▶ Dataset entries
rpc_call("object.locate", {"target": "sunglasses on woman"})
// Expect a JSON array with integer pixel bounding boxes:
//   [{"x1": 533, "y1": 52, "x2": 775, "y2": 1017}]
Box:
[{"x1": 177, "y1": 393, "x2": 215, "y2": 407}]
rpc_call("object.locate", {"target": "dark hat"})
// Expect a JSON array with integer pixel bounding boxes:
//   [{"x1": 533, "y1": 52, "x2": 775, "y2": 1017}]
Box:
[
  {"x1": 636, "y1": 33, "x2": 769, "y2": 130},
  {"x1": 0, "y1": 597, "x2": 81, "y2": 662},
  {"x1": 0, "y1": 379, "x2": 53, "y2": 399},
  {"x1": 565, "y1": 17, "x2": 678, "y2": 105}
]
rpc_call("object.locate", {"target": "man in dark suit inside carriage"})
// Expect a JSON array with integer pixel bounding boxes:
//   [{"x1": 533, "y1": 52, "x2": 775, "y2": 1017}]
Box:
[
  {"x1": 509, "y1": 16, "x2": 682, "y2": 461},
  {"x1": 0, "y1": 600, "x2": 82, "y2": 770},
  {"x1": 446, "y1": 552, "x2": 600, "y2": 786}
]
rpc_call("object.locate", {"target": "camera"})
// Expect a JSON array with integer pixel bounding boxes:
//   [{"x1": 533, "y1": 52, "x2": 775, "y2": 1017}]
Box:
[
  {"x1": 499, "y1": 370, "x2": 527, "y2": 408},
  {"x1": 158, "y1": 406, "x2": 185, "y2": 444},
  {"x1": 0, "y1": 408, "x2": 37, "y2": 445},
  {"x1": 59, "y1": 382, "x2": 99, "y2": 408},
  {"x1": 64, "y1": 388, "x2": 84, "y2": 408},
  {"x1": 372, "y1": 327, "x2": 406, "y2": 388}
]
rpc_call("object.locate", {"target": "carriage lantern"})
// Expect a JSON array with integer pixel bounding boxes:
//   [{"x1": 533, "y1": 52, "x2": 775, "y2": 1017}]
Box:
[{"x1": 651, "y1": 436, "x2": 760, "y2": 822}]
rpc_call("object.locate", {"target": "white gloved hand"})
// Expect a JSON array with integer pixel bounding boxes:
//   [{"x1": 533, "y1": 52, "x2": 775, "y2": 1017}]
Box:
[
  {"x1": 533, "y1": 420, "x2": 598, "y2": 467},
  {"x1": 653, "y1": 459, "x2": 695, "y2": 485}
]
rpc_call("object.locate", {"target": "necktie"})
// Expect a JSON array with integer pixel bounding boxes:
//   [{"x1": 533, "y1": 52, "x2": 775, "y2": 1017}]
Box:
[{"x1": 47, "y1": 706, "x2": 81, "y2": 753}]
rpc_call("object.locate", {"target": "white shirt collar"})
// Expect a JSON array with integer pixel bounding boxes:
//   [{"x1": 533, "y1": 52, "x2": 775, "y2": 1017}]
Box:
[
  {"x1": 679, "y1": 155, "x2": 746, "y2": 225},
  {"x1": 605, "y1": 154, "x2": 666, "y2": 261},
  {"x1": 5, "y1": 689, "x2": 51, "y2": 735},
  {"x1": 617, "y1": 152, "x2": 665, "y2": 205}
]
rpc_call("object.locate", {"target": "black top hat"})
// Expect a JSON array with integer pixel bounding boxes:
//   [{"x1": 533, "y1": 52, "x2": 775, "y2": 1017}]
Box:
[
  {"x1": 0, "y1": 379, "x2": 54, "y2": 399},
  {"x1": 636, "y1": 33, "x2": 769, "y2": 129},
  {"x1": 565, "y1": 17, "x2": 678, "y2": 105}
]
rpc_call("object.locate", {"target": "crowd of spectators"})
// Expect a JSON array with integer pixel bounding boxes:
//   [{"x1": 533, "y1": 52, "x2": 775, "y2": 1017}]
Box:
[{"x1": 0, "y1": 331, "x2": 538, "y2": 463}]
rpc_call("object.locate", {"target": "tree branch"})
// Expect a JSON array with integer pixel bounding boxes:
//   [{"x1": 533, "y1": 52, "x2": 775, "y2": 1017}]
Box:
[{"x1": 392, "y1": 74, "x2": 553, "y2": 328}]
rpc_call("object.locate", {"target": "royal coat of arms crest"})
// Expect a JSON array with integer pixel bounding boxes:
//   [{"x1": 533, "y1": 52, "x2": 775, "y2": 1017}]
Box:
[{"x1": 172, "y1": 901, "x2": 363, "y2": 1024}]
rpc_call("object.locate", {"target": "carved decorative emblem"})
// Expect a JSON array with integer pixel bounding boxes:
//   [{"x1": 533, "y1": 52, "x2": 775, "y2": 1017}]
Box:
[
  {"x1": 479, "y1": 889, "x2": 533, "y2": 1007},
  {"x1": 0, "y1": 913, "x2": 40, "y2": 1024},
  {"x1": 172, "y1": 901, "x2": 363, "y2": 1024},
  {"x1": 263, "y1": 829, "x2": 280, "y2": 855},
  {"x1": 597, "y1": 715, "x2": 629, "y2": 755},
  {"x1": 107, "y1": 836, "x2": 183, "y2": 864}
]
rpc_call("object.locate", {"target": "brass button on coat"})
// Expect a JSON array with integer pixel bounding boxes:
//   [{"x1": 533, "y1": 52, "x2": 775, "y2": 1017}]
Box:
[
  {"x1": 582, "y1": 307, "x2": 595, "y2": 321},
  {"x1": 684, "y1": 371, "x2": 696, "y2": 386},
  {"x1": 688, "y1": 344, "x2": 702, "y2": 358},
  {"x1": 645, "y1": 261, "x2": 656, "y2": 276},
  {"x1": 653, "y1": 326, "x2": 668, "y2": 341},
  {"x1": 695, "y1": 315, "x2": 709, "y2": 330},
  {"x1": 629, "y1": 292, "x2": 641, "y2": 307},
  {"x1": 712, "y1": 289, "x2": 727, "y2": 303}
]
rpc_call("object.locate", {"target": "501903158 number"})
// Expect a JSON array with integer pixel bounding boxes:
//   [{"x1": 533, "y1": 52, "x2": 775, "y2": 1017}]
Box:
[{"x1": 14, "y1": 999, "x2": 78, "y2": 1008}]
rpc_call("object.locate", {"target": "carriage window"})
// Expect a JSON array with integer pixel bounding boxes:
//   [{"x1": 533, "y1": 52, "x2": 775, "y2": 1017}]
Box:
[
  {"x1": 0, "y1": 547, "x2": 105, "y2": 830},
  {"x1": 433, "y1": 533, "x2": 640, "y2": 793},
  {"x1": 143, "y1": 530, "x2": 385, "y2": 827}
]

▶ What to do
Repeat the data in full, keeping each word exactly as it is.

▶ Reply
rpc_call("object.locate", {"target": "sunglasses on woman"})
// Expect a JSON array with integer pixel bounding boxes:
//   [{"x1": 533, "y1": 52, "x2": 775, "y2": 1017}]
Box:
[{"x1": 177, "y1": 393, "x2": 215, "y2": 407}]
rpc_call("object.locate", {"target": "dark hat"})
// Expect a JSON array with integer pixel bounding boxes:
//   [{"x1": 533, "y1": 52, "x2": 775, "y2": 1017}]
Box:
[
  {"x1": 636, "y1": 33, "x2": 769, "y2": 130},
  {"x1": 0, "y1": 597, "x2": 81, "y2": 662},
  {"x1": 0, "y1": 379, "x2": 53, "y2": 399},
  {"x1": 565, "y1": 17, "x2": 678, "y2": 105}
]
rpc_call("object.locate", {"target": "man in dark suit inside carriage"})
// Expect a JSON array with integer pixel bounding boxes:
//   [{"x1": 533, "y1": 52, "x2": 775, "y2": 1017}]
Box:
[
  {"x1": 509, "y1": 16, "x2": 682, "y2": 461},
  {"x1": 0, "y1": 600, "x2": 82, "y2": 770},
  {"x1": 446, "y1": 552, "x2": 600, "y2": 786}
]
rpc_call("object.locate", {"target": "camera"})
// Expect a JSON array with integer pixel bounding boxes:
//   [{"x1": 533, "y1": 52, "x2": 775, "y2": 1017}]
Box:
[
  {"x1": 499, "y1": 370, "x2": 527, "y2": 408},
  {"x1": 158, "y1": 406, "x2": 185, "y2": 444},
  {"x1": 0, "y1": 408, "x2": 37, "y2": 445},
  {"x1": 59, "y1": 382, "x2": 99, "y2": 408},
  {"x1": 64, "y1": 388, "x2": 84, "y2": 408},
  {"x1": 372, "y1": 327, "x2": 406, "y2": 388}
]
rpc_call("object.locate", {"target": "carriage lantern"})
// Expect a JSON array with integer pixel bounding boxes:
//   [{"x1": 533, "y1": 52, "x2": 775, "y2": 1017}]
Box:
[{"x1": 651, "y1": 436, "x2": 760, "y2": 822}]
rpc_call("object.locate", {"target": "white gloved hand"})
// Expect a JSON array with integer pixel bounding boxes:
//   [{"x1": 533, "y1": 52, "x2": 775, "y2": 1017}]
Box:
[
  {"x1": 533, "y1": 420, "x2": 598, "y2": 467},
  {"x1": 653, "y1": 459, "x2": 695, "y2": 485}
]
rpc_call("object.locate", {"target": "necktie"})
// Expect a JSON array with integer pixel bounding boxes:
//   [{"x1": 533, "y1": 52, "x2": 775, "y2": 1017}]
Box:
[{"x1": 47, "y1": 706, "x2": 81, "y2": 753}]
rpc_call("object.locate", {"target": "white shirt collar"})
// Expect a JSON array with integer pixel bounding boxes:
//   [{"x1": 533, "y1": 52, "x2": 775, "y2": 1017}]
Box:
[
  {"x1": 679, "y1": 155, "x2": 746, "y2": 225},
  {"x1": 605, "y1": 154, "x2": 666, "y2": 261},
  {"x1": 5, "y1": 689, "x2": 51, "y2": 735},
  {"x1": 617, "y1": 152, "x2": 665, "y2": 205}
]
rpc_call("object.locate", {"target": "black top hat"})
// Expect a JSON array with integer pixel bounding boxes:
//   [{"x1": 533, "y1": 52, "x2": 775, "y2": 1017}]
Box:
[
  {"x1": 0, "y1": 379, "x2": 54, "y2": 399},
  {"x1": 636, "y1": 33, "x2": 769, "y2": 129},
  {"x1": 565, "y1": 17, "x2": 678, "y2": 105}
]
rpc_call("object.locate", {"target": "crowd of spectators"})
// Expect a JSON array with integer pixel bounding boxes:
//   [{"x1": 533, "y1": 52, "x2": 775, "y2": 1017}]
Box:
[{"x1": 0, "y1": 331, "x2": 538, "y2": 463}]
rpc_call("object.locate", {"target": "tree branch"})
// Expect a JSON array with integer pixel bounding boxes:
//   [{"x1": 533, "y1": 52, "x2": 775, "y2": 1017}]
Box:
[{"x1": 392, "y1": 74, "x2": 553, "y2": 328}]
rpc_call("object.locate", {"target": "royal coat of arms crest"})
// Expect a JSON array with integer pixel bounding boxes:
//   [{"x1": 533, "y1": 52, "x2": 775, "y2": 1017}]
Box:
[{"x1": 172, "y1": 901, "x2": 363, "y2": 1024}]
rpc_call("object.locate", {"target": "carved decorative emblem"})
// Expect a JSON array with integer pixel bounding boxes:
//   [{"x1": 533, "y1": 52, "x2": 775, "y2": 1017}]
Box:
[
  {"x1": 479, "y1": 889, "x2": 533, "y2": 1007},
  {"x1": 0, "y1": 913, "x2": 40, "y2": 1024},
  {"x1": 172, "y1": 901, "x2": 363, "y2": 1024},
  {"x1": 263, "y1": 829, "x2": 280, "y2": 855},
  {"x1": 597, "y1": 715, "x2": 629, "y2": 755},
  {"x1": 107, "y1": 836, "x2": 183, "y2": 864}
]
rpc_call("object.locate", {"target": "brass button on coat"})
// Expect a JSON array with integer pixel bounding boxes:
//   [{"x1": 533, "y1": 52, "x2": 775, "y2": 1017}]
Box:
[
  {"x1": 582, "y1": 307, "x2": 595, "y2": 321},
  {"x1": 684, "y1": 371, "x2": 696, "y2": 386},
  {"x1": 688, "y1": 344, "x2": 702, "y2": 358},
  {"x1": 645, "y1": 261, "x2": 656, "y2": 276},
  {"x1": 653, "y1": 326, "x2": 668, "y2": 341},
  {"x1": 695, "y1": 315, "x2": 709, "y2": 330},
  {"x1": 629, "y1": 292, "x2": 641, "y2": 307},
  {"x1": 712, "y1": 289, "x2": 727, "y2": 303}
]
rpc_call("object.locate", {"target": "501903158 number"})
// Expect a JSON array with integer pixel bounding boxes:
//   [{"x1": 533, "y1": 52, "x2": 775, "y2": 1017}]
Box:
[{"x1": 14, "y1": 999, "x2": 78, "y2": 1008}]
rpc_call("object.locate", {"target": "carriage window"})
// Expect a JSON array with integer pixel bounding boxes:
//   [{"x1": 533, "y1": 52, "x2": 775, "y2": 1017}]
Box:
[
  {"x1": 0, "y1": 547, "x2": 105, "y2": 830},
  {"x1": 433, "y1": 533, "x2": 640, "y2": 793},
  {"x1": 143, "y1": 530, "x2": 385, "y2": 827}
]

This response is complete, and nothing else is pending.